(Task statement): Please pull every line from the material below that includes the string "target". Case counts.

(Stored rows):
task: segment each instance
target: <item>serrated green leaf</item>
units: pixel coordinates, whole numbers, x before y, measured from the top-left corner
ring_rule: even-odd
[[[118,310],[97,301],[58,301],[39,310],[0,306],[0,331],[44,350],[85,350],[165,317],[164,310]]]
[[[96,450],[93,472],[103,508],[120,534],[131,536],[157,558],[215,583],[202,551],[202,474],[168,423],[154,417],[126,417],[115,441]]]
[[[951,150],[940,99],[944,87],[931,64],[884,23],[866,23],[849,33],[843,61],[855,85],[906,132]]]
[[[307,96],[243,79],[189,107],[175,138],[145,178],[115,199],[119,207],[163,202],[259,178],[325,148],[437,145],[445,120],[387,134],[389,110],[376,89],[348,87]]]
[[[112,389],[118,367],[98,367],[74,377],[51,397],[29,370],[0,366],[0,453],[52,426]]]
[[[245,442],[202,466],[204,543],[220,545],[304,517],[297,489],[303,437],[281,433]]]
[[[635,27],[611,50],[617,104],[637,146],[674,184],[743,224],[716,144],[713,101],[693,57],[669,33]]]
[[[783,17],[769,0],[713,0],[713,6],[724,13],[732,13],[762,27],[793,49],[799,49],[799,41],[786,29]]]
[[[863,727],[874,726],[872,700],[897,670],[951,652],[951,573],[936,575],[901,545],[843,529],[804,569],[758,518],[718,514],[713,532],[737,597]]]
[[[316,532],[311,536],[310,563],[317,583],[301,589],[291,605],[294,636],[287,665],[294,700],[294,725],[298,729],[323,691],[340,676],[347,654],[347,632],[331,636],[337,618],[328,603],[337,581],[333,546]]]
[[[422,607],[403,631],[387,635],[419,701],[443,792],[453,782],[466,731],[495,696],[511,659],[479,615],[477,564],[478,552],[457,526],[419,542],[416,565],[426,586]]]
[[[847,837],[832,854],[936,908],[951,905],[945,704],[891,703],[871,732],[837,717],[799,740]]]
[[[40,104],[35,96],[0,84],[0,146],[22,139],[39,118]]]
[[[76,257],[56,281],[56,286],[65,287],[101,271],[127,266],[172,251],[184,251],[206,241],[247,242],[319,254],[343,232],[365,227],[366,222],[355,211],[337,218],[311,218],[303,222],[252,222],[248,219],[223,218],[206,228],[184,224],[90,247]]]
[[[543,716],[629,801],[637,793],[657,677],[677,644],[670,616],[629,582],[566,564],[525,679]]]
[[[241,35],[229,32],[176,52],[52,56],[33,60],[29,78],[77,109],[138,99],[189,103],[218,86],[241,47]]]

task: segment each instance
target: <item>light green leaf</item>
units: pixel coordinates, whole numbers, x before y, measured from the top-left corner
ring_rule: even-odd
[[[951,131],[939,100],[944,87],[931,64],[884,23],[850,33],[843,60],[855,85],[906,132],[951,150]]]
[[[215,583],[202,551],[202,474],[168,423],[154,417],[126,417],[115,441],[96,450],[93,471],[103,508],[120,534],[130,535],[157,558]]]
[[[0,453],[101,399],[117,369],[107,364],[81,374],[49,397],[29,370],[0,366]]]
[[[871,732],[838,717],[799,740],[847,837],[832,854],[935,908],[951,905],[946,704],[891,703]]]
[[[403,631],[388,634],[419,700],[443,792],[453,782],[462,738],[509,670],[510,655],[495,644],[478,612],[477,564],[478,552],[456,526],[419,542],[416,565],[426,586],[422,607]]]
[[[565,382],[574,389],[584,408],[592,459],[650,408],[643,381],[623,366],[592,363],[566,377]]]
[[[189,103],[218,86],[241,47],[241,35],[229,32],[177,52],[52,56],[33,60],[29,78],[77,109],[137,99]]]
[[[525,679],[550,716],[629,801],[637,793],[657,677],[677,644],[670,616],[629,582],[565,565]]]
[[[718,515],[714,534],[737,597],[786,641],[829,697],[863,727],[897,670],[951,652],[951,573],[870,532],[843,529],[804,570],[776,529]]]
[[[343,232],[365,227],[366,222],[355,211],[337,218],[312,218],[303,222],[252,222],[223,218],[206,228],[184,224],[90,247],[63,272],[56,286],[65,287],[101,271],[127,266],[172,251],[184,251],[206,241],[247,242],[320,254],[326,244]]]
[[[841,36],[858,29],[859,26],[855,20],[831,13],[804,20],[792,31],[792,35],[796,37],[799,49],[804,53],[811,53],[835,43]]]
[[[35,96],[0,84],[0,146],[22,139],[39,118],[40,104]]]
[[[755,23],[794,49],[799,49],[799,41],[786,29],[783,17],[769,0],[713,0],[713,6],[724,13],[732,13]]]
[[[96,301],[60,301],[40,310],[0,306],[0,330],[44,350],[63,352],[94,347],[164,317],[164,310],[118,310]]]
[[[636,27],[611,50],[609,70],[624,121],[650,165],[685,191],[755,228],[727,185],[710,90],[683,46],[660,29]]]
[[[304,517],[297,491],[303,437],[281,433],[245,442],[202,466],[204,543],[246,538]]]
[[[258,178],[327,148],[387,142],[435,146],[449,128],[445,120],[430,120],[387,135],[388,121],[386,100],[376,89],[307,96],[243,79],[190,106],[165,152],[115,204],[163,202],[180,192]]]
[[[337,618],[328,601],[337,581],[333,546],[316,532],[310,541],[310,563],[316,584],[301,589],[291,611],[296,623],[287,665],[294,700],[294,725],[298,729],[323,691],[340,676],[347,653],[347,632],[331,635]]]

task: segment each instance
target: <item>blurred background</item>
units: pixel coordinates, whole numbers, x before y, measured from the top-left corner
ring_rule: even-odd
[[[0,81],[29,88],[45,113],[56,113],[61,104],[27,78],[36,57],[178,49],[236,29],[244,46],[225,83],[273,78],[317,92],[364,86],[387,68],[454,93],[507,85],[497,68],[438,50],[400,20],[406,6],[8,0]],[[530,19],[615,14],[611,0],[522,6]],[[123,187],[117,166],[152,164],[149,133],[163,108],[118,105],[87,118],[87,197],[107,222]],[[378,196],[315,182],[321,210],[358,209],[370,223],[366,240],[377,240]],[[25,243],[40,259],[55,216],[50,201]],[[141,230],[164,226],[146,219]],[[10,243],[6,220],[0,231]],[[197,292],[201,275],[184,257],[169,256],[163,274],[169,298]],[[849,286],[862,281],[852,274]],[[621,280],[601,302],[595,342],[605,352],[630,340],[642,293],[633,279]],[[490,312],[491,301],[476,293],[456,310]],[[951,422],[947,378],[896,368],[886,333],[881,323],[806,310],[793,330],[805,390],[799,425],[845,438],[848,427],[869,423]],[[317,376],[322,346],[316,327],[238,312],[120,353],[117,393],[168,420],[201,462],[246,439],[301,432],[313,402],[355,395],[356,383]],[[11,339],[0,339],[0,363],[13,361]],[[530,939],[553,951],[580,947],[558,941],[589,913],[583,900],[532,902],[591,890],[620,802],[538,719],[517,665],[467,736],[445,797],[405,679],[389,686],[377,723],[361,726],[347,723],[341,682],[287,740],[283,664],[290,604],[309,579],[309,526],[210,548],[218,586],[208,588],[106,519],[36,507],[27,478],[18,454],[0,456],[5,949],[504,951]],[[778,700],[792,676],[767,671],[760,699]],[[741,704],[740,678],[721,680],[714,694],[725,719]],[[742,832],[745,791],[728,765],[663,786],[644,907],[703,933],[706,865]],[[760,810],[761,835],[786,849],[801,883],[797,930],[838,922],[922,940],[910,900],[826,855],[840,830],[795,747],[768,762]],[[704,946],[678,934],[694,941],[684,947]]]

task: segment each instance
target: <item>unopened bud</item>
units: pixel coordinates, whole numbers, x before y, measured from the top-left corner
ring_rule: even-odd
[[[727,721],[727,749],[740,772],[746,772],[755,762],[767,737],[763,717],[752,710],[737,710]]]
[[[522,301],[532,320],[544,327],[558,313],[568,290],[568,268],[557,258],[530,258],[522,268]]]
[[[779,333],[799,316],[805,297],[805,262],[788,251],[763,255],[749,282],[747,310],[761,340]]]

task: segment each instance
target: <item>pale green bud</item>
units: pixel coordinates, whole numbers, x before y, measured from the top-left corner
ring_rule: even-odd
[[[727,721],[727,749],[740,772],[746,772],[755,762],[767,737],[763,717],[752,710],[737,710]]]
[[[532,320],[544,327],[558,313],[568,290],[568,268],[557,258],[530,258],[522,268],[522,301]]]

(Result):
target: <item>serrated green leaf</item>
target: <item>light green leaf</item>
target: <item>blurred background</item>
target: <item>unopened bud</item>
target: <item>pale green bud</item>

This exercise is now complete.